Document excerpt:
----------------------------------------
I flush to the end of flash boiling, usually less than 50ml, maybe only 30-40ml sometimes. I then lock and load, and pull the shot ASAP. I do not like wasting water, especially bottled - because I'm tight!

A group thermometer does not solve everything, but it does make it a lot more transparent. It does help with consistency.

Enjoy messing about.


----------



## DayZer0 (Feb 23, 2019)

richwade80 said:


> It's a good path... it screws your head sometimes, but once you learn it, it's quite satisfying.
> 
> FWIW it sounds like your second video is not far off?
> 
> ...


Thanks. Perhaps I was judging it wrong. Were you going off the roaring sound?

I had been trying to watch the bubbling out the group head but when I watched back and just listened the second video hissed less.


----------



## richwade80 (Aug 25, 2017)

DayZer0 said:


> Thanks. Perhaps I was judging it wrong. Were you going off the roaring sound?
> 
> I had been trying to watch the bubbling out the group head but when I watched back and just listened the second video hissed less.


That's it! (At least I hope so, or I've been doing it wrong)

It's water boiling on contact with the air essentially. It sounds like squeezing air though a wet sock. When it stops, you're good to go.

Note that there are other ways of using HX machines - the long flush and other methods. If you're on bottled water, you'll probably want the 'flush and go' technique.

Look it up for other advice as well.


----------



## MediumRoastSteam (Jul 7, 2015)

And this thread illustrates well the main reason I moved away from an HX machine to a Dual Boiler. I could not bear 150ml+ of bottled water being wasted twice a day.


----------



## richwade80 (Aug 25, 2017)

MediumRoastSteam said:


> And this thread illustrates well the main reason I moved away from an HX machine to a Dual Boiler. I could not bear 150ml+ of bottled water being wasted twice a day.
----------------------------------------
Input records:
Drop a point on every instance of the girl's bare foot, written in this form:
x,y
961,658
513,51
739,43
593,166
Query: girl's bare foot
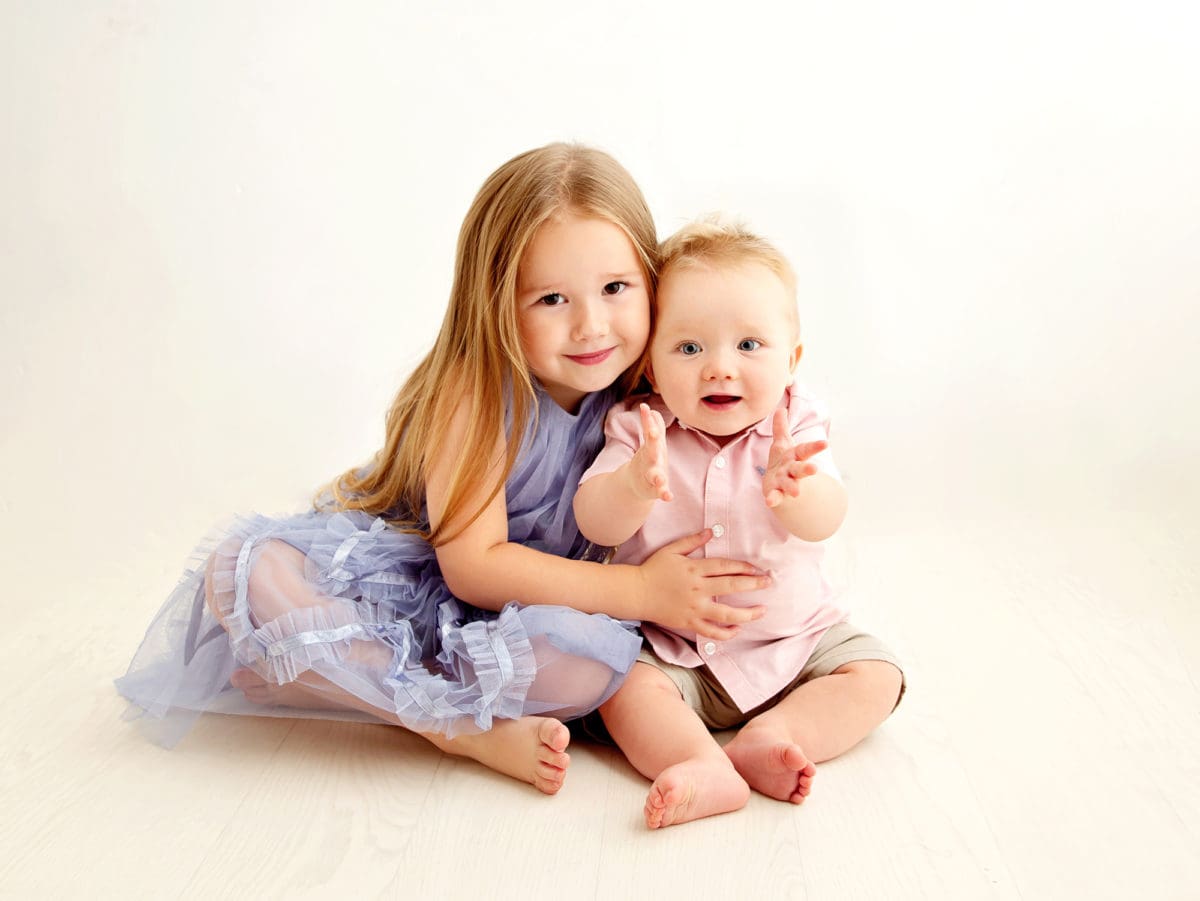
x,y
772,764
532,749
695,788
293,694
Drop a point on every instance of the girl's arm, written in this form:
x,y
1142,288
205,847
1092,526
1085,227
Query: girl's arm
x,y
483,568
612,506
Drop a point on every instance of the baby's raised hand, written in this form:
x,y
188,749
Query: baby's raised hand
x,y
786,463
648,466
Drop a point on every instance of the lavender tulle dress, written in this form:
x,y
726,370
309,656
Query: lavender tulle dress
x,y
360,614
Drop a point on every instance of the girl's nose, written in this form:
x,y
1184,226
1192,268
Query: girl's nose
x,y
591,322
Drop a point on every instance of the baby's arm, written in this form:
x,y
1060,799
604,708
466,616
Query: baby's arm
x,y
811,505
483,568
611,506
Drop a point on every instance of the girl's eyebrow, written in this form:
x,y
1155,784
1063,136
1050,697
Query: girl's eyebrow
x,y
550,287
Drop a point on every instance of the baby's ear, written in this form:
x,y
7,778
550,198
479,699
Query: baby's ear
x,y
797,352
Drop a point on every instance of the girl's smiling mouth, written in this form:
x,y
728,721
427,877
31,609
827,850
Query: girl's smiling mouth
x,y
720,402
592,359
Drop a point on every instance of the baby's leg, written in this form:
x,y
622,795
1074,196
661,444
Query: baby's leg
x,y
820,720
532,749
666,742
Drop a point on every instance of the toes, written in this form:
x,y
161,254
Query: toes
x,y
655,808
792,758
549,780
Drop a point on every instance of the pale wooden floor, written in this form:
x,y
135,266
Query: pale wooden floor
x,y
1047,750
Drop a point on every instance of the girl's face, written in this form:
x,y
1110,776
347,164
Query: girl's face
x,y
583,306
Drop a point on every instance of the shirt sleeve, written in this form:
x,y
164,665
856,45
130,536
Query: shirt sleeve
x,y
810,422
623,437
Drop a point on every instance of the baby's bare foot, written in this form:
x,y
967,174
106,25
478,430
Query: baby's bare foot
x,y
772,766
532,749
695,788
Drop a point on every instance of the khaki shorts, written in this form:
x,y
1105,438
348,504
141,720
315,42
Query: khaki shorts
x,y
843,643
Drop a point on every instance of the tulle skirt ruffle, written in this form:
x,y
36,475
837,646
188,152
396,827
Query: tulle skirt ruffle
x,y
339,616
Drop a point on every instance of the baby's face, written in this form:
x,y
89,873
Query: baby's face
x,y
724,347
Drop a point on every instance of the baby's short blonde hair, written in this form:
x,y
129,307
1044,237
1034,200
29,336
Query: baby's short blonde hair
x,y
713,241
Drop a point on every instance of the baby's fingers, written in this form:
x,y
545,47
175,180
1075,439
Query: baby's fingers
x,y
809,449
724,614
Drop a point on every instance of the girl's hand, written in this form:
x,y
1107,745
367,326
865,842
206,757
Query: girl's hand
x,y
648,466
786,462
681,593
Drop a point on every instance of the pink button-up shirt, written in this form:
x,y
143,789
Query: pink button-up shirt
x,y
720,487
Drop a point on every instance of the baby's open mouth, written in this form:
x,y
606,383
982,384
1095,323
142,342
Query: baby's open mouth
x,y
720,402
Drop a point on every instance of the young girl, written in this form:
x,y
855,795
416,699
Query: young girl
x,y
396,598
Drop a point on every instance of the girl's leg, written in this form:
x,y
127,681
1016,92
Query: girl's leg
x,y
820,720
666,742
532,749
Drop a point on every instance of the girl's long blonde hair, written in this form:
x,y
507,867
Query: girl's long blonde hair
x,y
478,350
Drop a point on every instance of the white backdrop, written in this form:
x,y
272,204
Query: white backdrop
x,y
227,232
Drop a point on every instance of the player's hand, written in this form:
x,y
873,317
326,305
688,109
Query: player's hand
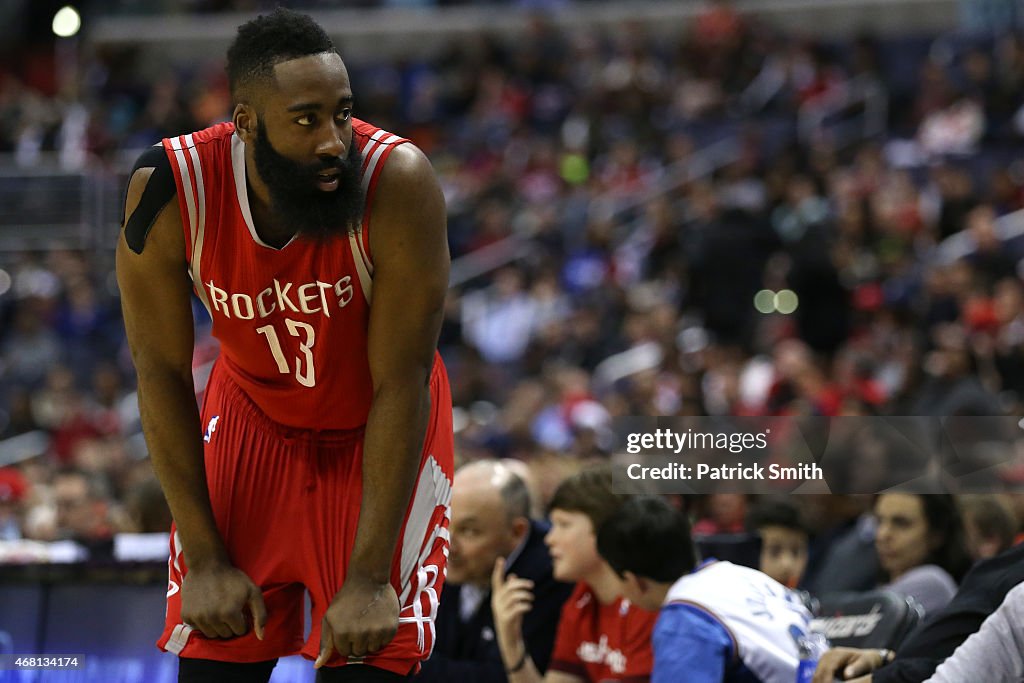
x,y
214,601
846,664
361,620
511,598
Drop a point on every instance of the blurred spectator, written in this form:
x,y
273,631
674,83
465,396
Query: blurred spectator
x,y
842,554
783,540
989,525
724,513
84,511
13,488
491,519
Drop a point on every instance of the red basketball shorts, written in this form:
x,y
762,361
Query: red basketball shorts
x,y
287,504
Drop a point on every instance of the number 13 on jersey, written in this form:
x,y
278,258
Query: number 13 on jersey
x,y
304,372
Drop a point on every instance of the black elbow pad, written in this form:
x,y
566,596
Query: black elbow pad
x,y
159,190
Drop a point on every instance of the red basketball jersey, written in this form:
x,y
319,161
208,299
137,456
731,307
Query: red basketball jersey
x,y
292,322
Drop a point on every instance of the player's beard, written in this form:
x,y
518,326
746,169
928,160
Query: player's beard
x,y
295,197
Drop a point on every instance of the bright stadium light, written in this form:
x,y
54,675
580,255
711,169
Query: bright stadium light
x,y
786,302
764,301
67,22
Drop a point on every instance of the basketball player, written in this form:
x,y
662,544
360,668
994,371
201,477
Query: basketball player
x,y
322,461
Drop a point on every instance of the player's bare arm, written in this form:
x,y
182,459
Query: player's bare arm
x,y
156,304
409,244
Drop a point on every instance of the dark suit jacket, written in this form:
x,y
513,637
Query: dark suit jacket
x,y
467,651
982,592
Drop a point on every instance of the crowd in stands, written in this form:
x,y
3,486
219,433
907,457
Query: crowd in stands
x,y
634,291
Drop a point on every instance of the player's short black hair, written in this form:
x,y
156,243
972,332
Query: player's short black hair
x,y
267,40
649,538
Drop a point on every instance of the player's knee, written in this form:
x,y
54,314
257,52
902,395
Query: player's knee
x,y
357,674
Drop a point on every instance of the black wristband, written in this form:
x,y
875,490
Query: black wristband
x,y
520,664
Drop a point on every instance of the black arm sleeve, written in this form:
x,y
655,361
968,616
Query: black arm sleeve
x,y
159,191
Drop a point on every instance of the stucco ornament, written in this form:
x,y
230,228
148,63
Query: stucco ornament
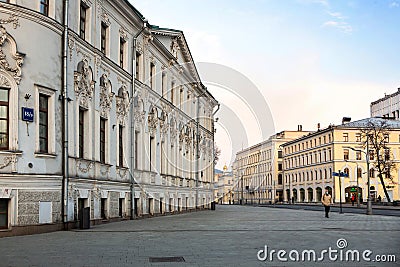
x,y
152,121
139,113
123,105
84,85
10,60
106,96
175,47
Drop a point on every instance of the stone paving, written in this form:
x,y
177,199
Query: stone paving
x,y
229,236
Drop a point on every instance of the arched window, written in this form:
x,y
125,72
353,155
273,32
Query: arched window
x,y
359,173
372,173
346,171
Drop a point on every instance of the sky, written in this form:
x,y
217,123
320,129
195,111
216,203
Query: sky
x,y
314,61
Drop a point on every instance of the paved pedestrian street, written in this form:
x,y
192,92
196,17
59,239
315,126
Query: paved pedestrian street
x,y
229,236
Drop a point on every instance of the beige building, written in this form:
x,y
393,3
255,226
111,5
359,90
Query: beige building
x,y
309,163
258,170
224,187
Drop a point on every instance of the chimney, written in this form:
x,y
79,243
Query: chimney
x,y
346,119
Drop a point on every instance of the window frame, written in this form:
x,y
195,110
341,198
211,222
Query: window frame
x,y
44,7
44,110
120,146
103,140
83,20
81,133
104,38
122,45
7,119
5,212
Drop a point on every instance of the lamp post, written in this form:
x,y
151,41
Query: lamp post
x,y
369,204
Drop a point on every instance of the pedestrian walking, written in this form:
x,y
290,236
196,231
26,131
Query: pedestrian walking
x,y
326,201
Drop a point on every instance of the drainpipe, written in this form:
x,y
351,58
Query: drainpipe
x,y
65,98
132,134
213,147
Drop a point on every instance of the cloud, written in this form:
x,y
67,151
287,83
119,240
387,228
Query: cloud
x,y
324,3
336,15
341,25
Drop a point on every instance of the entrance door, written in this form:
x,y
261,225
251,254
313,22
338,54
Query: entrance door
x,y
390,193
4,213
136,207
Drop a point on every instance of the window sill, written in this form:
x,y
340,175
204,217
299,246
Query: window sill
x,y
45,155
7,152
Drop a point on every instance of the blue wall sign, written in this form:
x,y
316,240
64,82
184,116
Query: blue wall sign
x,y
28,114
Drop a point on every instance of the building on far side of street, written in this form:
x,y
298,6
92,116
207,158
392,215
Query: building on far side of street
x,y
258,170
388,106
311,160
224,188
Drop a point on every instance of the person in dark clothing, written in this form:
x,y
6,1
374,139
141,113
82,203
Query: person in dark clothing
x,y
326,201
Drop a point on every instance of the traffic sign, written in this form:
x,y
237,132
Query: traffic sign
x,y
340,174
28,114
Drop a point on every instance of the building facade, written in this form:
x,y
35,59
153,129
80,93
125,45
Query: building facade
x,y
258,170
388,106
101,114
311,160
224,187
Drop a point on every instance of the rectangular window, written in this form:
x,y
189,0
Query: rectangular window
x,y
120,146
4,118
371,154
346,154
386,137
82,21
136,150
172,92
121,207
181,98
358,137
102,140
345,137
103,41
121,52
137,70
44,7
4,213
164,84
152,153
387,153
103,208
81,133
43,123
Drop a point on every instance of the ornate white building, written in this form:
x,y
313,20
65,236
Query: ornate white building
x,y
116,122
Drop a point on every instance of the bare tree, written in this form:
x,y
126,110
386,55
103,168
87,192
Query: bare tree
x,y
217,153
376,134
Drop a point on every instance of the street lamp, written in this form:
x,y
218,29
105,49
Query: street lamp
x,y
369,204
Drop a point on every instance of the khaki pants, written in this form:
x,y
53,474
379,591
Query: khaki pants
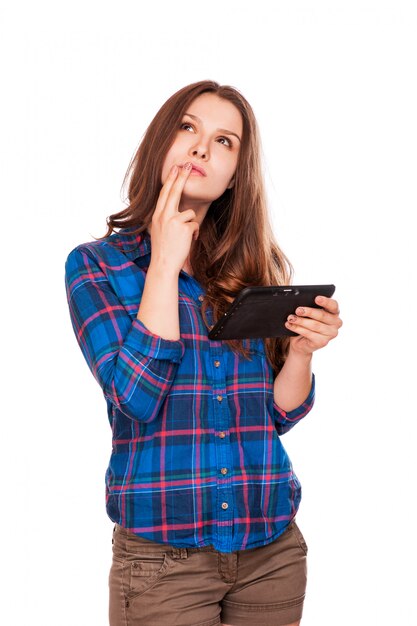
----------------------------------------
Exercise set:
a) Translate this sentence from the espresso forum thread into Spanish: "A group thermometer does not solve everything, but it does make it a lot more transparent."
b) In the entries, begin at the line that has "Drop a point on every instance of the street" and continue through the end of the entries. Change "khaki pants" to "denim jeans" in those lines, keep everything else unchanged, and leave the pictures out.

In response:
a) Un termómetro de grupo no lo resuelve todo, pero sí lo hace mucho más transparente.

b)
Drop a point on every instance of the street lamp, written in this form:
x,y
218,29
105,49
Query: street lamp
x,y
369,204
Drop a point on every instance of the denim jeans, written in this form:
x,y
53,474
379,591
Query: denim jeans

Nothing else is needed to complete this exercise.